-- EXERCISE INSTRUCTIONS --
Copy out the passage of the MinT article starting with "That said, the" and going on through "serving, and rollback.", swapping "fine-tuning trick" for "fine-tuning technique".

-- PASSAGE FOR REVIEW --

---*---

Stay ahead in AI / Subscribe

Three Problems MinT Sets Out to Solve

1. Scale Down

The first axis is minimizing what moves between training and serving, replacing full model checkpoints with small adapter revisions. In the traditional workflow, you’d finish training, materialize a full checkpoint, ship it to the serving cluster, and reload it. MinT instead attaches a compact adapter revision to the serving engine that already holds the base model.

Handoff time: adapter-only vs. merge-and-load

According to the paper’s measurements, this reduces the training-to-serving handoff time by 18.3× on the Qwen3-4B model and 2.85× on the Qwen3-30B MoE model compared to the merge-based approach.

2. Scale Up

The researchers also validate that this architecture holds up beyond small models — including large dense models and Mixture-of-Experts (MoE) architectures. MoE models are particularly tricky: rather than using all parameters at every step, they route each token through a selected subset of “experts.” If the routing paths differ between rollout and training, the learning signal becomes unstable.

MinT addresses this by recording expert routing decisions with rollout data, and masking out tokens from the training gradient when those routing paths can’t be reliably replayed — keeping the training signal consistent even across sparse-routing models.

3. Scale Out

Finally, the paper examines how to manage large populations of adapter policies in a live service. The key insight here is that “managing many adapters” doesn’t mean “loading all adapters onto GPUs simultaneously.” MinT maintains a large named catalog of adapter policies, but only promotes frequently-used or currently-requested adapters into CPU cache or GPU execution slots.

This introduces a concrete challenge: if a requested adapter is already cached, it can be served immediately; but if it’s new or was evicted, it has to be fetched from storage and registered with the serving engine before inference can begin. For MoE LoRA adapters in particular, this process can involve an enormous number of small tensor fragments — not because the files are large, but because the overhead of reading and registering thousands of tiny objects creates a bottleneck. The researchers addressed this by packing the adapter’s 37,248 tensor objects down to 672, achieving an 8.5–8.7× speedup in live engine loading.

Why This Research Matters

The results are impressive, but worth reading carefully. The paper’s title, “Millions of LLMs,” doesn’t mean millions of full models running simultaneously on GPUs. It means maintaining a large named catalog of adapter policies and loading only the ones needed at any given moment. Similarly, the 8.5–8.7× speedup applies specifically to the engine loading step on cache misses, not to end-to-end user-facing latency.

That said, the paper’s contribution is genuinely interesting. MinT reframes LoRA not merely as a memory-efficient fine-tuning trick, but as an infrastructure primitive that spans the full operational lifecycle: training, evaluation, serving, and rollback.

The traditional workflow of improving a model, producing a new checkpoint, and redeploying made sense when model variants were few and static. But as models grow larger and services demand more versions across tenants, tasks, and experiments, that approach breaks down. MinT proposes a different organizing principle: share the base model, and manage changing behaviors as adapters. The system owns the question of where each adapter lives, what state it’s in, and when it’s ready to serve.

In this framing, LoRA stops being a training shortcut and becomes a service-level unit for large-scale post-training infrastructure. As AI services grow more personalized, more frequently updated, and more fragmented across organizations and use cases, adapter-centric operations seem likely to become increasingly important. Competitive advantage may increasingly come not from having the biggest model, but from how efficiently and reliably you can operate the many behavioral variants that grow on top of it.

---*---

-- LISTED RECORDS --
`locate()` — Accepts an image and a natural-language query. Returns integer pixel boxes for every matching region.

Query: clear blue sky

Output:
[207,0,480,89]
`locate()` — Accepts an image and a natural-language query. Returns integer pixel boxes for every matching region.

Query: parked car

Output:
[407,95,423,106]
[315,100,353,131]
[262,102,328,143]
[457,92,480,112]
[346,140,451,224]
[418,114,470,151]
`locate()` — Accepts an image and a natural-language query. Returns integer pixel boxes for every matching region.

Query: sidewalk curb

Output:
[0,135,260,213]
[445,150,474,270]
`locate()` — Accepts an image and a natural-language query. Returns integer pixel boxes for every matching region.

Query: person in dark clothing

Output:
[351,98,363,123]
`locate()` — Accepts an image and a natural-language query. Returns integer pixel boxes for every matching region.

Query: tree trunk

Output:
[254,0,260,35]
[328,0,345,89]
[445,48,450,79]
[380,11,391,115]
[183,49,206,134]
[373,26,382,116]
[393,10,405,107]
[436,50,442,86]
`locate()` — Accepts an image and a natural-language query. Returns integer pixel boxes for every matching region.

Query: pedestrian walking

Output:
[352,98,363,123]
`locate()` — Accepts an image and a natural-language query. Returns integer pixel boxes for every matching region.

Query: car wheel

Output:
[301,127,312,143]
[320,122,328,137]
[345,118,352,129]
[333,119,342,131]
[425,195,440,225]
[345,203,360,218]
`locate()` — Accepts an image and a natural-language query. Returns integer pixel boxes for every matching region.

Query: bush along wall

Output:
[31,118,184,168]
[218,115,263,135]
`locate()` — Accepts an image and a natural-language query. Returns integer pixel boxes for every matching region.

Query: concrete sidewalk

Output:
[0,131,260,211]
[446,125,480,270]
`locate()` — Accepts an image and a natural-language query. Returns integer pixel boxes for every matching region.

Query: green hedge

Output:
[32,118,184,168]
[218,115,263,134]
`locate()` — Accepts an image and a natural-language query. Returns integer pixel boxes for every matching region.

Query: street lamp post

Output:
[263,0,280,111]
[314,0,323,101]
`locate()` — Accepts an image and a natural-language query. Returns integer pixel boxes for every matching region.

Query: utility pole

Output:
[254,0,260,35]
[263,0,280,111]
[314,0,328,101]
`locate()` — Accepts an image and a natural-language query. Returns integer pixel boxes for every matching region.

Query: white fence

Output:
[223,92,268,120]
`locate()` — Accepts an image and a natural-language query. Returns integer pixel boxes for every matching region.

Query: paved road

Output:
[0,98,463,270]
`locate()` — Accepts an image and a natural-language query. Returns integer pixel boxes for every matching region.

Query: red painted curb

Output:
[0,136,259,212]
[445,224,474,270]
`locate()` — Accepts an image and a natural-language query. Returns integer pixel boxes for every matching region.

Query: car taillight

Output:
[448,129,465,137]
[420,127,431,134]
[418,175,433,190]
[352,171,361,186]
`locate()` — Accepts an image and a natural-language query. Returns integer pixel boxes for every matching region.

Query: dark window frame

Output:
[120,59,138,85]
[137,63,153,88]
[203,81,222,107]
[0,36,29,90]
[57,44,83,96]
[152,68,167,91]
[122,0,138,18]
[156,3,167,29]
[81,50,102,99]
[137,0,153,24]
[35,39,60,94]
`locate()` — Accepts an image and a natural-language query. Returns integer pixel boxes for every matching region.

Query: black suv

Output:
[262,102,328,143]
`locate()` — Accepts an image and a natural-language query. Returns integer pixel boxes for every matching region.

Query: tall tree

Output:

---*---

-- REPLY --
That said, the paper’s contribution is genuinely interesting. MinT reframes LoRA not merely as a memory-efficient fine-tuning technique, but as an infrastructure primitive that spans the full operational lifecycle: training, evaluation, serving, and rollback.